Starting at the line with "box: [333, 96, 499, 164]" and going on through the line with "121L499 100L390 119L389", reproduce each line in the records below exactly and nothing more.
[[ Material provided, beginning ]]
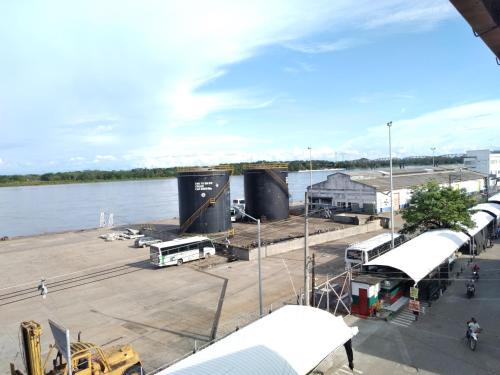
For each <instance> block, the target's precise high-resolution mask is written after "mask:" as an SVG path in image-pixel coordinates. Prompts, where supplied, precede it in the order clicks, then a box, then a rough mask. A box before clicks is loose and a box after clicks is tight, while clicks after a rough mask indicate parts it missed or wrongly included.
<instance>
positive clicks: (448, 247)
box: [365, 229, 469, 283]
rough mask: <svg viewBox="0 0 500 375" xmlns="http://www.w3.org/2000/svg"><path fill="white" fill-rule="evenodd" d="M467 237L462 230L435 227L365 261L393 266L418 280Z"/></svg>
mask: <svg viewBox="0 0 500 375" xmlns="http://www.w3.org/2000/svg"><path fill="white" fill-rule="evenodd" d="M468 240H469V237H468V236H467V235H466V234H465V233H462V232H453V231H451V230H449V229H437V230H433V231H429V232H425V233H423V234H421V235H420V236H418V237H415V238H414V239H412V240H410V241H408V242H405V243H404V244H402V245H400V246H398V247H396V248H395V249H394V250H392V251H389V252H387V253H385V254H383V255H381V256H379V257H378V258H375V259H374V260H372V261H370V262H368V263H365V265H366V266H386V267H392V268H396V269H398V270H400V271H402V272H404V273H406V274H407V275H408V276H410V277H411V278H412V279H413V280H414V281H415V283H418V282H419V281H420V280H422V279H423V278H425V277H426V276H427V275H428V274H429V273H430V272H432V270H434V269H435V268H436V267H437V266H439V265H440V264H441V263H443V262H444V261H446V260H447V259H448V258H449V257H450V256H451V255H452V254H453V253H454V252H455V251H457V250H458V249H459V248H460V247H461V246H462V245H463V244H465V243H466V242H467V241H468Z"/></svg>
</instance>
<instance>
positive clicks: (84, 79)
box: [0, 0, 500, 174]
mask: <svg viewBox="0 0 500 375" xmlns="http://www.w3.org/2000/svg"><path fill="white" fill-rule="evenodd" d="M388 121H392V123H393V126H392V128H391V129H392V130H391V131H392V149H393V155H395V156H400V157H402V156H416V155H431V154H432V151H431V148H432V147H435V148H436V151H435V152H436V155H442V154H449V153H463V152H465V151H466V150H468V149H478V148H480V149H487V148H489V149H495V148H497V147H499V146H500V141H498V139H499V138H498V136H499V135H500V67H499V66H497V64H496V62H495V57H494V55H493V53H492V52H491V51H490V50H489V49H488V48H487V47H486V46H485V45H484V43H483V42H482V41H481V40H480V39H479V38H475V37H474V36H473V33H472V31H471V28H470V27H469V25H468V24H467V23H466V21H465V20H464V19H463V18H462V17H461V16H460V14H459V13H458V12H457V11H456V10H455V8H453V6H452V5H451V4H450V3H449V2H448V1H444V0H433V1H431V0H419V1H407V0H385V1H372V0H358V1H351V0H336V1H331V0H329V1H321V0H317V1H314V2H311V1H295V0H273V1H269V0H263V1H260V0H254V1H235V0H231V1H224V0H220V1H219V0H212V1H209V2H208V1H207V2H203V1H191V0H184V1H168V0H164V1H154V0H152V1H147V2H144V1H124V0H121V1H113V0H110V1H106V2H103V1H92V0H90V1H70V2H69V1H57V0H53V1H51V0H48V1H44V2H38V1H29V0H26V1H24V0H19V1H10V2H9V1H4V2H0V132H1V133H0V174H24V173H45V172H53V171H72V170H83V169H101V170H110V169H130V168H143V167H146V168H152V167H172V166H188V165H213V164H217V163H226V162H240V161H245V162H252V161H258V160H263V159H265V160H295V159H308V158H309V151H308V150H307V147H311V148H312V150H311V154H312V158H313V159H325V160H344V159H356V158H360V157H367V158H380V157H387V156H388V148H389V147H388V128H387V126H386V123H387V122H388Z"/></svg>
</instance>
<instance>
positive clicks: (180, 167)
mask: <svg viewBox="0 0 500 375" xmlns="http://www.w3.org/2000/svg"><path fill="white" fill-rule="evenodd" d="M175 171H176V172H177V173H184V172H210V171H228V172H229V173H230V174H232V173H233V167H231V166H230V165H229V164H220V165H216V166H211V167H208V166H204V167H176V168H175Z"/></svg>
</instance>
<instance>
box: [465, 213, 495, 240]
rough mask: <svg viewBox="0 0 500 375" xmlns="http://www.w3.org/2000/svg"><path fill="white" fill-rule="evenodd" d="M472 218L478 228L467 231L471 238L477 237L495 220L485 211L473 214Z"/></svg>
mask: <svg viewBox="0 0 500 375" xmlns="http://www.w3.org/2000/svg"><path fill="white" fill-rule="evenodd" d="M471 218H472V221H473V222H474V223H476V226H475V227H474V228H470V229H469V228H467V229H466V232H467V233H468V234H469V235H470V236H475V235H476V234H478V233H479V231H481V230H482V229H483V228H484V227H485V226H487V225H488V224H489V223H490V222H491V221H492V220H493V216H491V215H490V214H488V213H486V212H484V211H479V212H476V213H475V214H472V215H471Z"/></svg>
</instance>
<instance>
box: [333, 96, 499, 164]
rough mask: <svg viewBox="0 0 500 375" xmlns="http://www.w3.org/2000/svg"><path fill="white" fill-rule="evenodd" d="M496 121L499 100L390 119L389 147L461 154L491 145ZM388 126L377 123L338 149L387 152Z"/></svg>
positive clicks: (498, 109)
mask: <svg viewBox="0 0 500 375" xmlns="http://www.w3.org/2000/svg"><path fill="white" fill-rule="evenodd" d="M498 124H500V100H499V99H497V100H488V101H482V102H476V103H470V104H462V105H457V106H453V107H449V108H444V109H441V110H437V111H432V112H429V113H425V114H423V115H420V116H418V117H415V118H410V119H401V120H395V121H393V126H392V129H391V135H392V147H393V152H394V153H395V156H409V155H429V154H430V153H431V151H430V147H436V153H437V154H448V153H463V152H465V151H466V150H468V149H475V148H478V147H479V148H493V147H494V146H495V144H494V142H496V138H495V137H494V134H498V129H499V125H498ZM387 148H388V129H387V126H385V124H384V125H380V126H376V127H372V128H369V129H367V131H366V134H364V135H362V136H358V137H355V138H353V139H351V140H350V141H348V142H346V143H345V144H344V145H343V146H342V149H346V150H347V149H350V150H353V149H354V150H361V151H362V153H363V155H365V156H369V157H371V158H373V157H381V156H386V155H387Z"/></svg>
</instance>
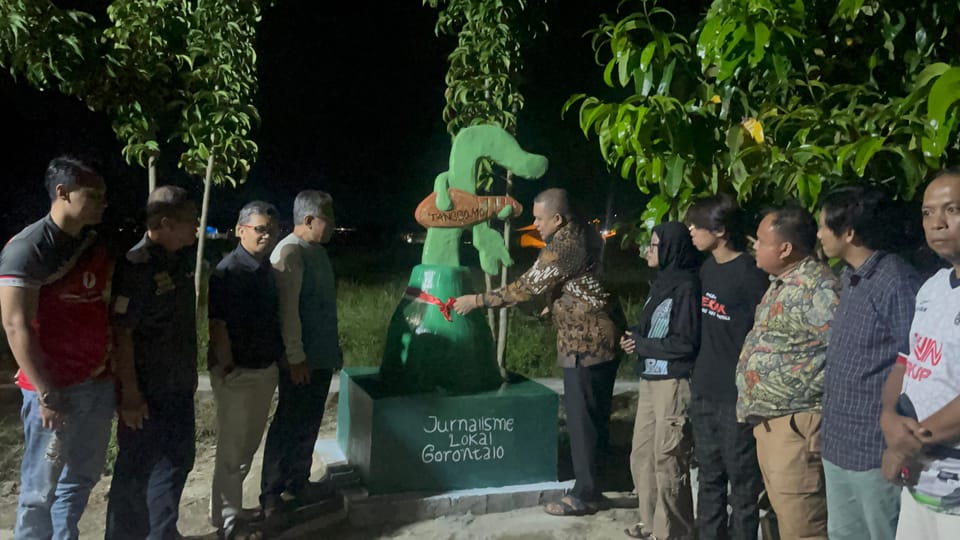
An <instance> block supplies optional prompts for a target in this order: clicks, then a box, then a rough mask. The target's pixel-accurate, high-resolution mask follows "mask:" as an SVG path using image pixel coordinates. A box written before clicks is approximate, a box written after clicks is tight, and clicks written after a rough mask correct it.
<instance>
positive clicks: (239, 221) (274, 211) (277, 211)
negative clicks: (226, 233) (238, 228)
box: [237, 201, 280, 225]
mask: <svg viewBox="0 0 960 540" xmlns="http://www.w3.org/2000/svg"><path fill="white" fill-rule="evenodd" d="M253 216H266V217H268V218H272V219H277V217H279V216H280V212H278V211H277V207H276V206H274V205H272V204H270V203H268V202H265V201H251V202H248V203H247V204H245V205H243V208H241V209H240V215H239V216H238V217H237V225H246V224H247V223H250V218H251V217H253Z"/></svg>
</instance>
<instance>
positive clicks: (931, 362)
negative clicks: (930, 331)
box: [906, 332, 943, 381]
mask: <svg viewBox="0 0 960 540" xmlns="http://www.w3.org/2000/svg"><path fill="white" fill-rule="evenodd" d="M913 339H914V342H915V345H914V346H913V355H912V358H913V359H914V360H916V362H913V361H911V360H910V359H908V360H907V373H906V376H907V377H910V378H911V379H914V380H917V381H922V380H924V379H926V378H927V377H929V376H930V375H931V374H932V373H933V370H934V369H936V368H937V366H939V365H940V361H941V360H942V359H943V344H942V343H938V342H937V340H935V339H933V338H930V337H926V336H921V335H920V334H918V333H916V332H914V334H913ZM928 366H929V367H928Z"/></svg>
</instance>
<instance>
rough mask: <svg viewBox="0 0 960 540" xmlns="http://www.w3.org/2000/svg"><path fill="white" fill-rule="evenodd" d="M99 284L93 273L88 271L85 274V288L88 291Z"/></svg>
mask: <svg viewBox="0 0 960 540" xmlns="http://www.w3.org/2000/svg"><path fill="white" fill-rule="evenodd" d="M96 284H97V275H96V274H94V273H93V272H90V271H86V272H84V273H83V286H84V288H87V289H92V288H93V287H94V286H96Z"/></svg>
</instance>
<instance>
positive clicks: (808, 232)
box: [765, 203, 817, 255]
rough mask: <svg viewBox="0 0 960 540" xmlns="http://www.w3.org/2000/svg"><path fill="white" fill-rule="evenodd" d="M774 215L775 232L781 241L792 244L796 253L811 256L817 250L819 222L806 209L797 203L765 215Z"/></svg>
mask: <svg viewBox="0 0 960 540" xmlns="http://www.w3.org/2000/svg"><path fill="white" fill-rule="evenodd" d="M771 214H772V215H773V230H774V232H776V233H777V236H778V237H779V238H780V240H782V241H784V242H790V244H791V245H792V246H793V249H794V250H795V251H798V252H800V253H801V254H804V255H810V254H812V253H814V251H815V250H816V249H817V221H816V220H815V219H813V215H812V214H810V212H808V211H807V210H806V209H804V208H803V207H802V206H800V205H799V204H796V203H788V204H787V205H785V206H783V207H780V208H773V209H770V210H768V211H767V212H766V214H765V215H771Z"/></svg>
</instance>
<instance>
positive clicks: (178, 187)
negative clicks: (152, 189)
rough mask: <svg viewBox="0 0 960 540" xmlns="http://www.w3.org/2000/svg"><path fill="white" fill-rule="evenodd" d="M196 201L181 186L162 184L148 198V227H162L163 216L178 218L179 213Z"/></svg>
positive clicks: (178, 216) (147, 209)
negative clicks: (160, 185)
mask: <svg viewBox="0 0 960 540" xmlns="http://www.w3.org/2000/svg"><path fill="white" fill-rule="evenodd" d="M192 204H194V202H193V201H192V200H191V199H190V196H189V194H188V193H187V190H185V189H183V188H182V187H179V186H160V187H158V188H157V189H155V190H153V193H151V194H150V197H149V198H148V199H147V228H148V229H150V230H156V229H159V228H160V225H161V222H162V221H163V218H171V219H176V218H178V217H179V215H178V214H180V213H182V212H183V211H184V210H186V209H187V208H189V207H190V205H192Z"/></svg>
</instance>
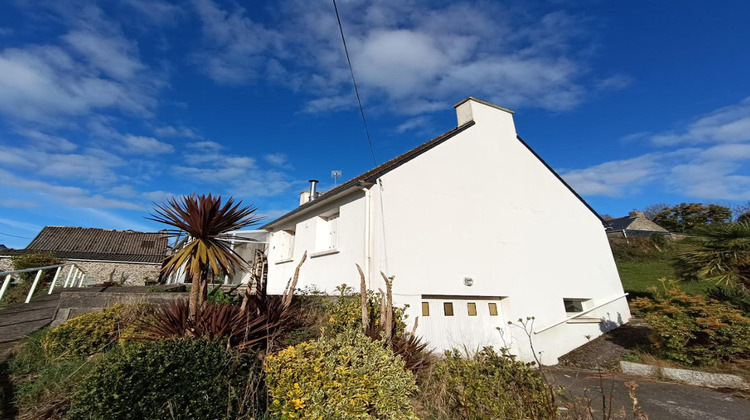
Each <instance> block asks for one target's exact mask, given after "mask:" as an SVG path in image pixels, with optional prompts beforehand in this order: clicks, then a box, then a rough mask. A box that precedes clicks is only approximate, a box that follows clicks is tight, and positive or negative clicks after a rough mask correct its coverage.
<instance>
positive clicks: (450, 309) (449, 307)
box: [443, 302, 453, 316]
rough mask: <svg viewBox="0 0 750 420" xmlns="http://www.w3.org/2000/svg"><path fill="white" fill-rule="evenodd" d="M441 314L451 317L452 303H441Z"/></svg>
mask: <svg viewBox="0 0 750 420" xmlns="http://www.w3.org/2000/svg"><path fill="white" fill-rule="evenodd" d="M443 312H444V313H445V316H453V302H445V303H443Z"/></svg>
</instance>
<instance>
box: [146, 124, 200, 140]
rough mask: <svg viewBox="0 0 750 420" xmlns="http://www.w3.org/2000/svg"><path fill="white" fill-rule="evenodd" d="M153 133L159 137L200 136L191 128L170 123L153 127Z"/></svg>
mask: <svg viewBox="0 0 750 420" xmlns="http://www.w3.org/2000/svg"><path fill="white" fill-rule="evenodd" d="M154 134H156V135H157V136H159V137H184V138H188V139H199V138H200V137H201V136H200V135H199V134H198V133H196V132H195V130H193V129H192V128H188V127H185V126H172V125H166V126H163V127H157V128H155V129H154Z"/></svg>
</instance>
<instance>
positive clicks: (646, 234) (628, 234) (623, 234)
[[ Material provided, end ]]
■ **Task solution**
box: [333, 96, 499, 164]
rough mask: <svg viewBox="0 0 500 375" xmlns="http://www.w3.org/2000/svg"><path fill="white" fill-rule="evenodd" d="M496 121L499 100L390 119L389 147L461 154L491 145ZM388 126L377 123L338 149L387 152Z"/></svg>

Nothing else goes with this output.